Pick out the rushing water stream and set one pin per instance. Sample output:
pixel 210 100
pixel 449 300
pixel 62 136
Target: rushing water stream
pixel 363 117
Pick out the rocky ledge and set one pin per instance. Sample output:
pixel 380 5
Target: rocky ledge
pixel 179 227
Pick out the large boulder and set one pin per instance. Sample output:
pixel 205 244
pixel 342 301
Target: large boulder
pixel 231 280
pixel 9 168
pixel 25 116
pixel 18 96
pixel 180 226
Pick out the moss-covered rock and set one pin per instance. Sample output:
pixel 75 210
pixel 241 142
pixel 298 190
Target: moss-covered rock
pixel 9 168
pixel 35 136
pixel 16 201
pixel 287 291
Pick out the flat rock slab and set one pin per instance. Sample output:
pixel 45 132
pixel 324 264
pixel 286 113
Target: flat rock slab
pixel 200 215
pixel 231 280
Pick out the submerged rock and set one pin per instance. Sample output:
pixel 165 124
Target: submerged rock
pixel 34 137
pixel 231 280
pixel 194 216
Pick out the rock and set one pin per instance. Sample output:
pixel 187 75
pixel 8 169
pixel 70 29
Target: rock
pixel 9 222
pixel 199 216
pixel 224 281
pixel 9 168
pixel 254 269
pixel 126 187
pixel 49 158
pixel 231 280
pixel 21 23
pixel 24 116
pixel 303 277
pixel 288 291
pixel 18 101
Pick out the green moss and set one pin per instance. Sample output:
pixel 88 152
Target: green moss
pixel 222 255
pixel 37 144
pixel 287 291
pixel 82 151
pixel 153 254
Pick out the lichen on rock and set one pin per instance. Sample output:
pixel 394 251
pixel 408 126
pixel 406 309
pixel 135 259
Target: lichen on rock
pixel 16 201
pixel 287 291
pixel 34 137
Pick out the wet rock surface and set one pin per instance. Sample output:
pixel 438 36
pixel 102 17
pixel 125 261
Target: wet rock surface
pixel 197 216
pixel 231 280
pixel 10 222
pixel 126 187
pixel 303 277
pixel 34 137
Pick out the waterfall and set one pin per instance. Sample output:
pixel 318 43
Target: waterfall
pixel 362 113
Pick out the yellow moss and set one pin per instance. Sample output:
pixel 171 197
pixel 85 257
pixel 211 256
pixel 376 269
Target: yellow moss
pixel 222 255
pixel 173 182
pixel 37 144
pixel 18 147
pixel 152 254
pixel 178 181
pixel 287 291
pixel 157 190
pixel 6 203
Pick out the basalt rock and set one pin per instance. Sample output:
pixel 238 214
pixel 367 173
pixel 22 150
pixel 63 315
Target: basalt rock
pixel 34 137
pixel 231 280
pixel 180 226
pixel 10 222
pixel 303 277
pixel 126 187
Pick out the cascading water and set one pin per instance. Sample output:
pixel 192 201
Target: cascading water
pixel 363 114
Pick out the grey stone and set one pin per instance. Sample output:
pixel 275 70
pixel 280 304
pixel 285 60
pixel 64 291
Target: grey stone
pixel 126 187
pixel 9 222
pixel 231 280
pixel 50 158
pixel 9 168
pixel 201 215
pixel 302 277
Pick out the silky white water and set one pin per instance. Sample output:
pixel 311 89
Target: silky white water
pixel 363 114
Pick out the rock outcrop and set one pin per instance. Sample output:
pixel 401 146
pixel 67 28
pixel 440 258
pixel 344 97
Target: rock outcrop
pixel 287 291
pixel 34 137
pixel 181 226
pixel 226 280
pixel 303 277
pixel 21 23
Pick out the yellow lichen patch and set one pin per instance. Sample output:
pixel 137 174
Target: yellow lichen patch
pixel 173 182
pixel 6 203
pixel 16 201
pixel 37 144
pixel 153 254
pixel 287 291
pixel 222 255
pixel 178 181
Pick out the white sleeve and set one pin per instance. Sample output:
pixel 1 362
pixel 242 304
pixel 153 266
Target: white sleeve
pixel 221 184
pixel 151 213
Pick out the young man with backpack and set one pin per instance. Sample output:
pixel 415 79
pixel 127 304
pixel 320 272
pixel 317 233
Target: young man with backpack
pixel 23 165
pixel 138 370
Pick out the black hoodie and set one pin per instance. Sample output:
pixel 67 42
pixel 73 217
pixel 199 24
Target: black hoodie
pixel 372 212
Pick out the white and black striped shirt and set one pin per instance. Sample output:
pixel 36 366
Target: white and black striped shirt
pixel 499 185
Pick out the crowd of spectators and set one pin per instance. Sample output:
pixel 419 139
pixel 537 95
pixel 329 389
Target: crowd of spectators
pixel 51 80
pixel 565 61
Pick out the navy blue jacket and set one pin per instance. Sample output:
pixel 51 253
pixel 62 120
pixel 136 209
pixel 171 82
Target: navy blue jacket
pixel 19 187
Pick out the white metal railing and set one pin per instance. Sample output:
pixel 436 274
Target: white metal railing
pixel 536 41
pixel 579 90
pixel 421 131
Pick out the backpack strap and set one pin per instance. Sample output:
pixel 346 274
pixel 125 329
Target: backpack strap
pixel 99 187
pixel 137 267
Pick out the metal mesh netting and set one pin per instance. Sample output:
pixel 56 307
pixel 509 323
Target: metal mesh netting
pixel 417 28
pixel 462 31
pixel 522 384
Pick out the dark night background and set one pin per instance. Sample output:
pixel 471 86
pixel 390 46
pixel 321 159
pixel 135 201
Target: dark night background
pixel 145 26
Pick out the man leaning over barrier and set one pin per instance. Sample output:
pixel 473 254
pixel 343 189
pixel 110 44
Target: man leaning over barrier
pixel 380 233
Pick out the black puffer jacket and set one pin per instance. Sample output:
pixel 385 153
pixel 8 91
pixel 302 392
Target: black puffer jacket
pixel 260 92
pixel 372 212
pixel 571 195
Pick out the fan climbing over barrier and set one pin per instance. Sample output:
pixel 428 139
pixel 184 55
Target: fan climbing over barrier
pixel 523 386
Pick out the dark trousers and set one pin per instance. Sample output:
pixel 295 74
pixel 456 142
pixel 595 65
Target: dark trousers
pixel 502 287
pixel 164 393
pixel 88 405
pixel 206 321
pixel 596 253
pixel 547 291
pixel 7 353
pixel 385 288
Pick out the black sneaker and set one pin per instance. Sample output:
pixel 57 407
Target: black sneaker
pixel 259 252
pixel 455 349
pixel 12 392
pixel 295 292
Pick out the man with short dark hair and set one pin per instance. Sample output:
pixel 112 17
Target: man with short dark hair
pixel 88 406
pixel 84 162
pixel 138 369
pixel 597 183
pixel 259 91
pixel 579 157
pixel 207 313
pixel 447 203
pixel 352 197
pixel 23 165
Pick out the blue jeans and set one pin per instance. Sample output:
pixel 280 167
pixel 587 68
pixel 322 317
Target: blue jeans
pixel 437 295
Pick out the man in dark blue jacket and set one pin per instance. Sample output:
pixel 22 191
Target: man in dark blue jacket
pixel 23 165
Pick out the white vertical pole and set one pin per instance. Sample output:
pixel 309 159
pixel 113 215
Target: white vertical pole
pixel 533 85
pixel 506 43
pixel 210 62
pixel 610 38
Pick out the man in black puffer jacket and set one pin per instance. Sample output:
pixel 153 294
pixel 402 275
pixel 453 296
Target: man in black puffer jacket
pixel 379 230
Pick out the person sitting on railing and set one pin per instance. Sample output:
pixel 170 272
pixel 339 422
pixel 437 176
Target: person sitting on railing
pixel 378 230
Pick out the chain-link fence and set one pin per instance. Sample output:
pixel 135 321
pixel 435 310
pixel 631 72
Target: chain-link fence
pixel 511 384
--------------------------------
YOUR GOAL
Render the material as a JSON list of strings, starting at the line that contains "Pick out the green" and ending at the line that contains "pixel 362 113". Use one string per line and leave out blank lines.

FULL ANSWER
[
  "Pick out the green moss and set one pin per instance. Sample output:",
  "pixel 88 152",
  "Target: green moss",
  "pixel 222 255",
  "pixel 37 144",
  "pixel 287 291",
  "pixel 82 151",
  "pixel 153 254",
  "Pick out the lichen on rock and set one pin per instance. Sample output:",
  "pixel 394 251",
  "pixel 408 126",
  "pixel 406 309",
  "pixel 135 259",
  "Target: lichen on rock",
  "pixel 16 201",
  "pixel 287 291",
  "pixel 34 137",
  "Pick out the wet rock surface and set one pin per instance. Sample output:",
  "pixel 438 36",
  "pixel 102 17",
  "pixel 125 261",
  "Target: wet rock surface",
  "pixel 197 216",
  "pixel 231 280",
  "pixel 10 222",
  "pixel 126 187",
  "pixel 303 277",
  "pixel 34 137",
  "Pick out the waterfall and set one pin per instance. Sample output:",
  "pixel 318 43",
  "Target: waterfall",
  "pixel 362 113"
]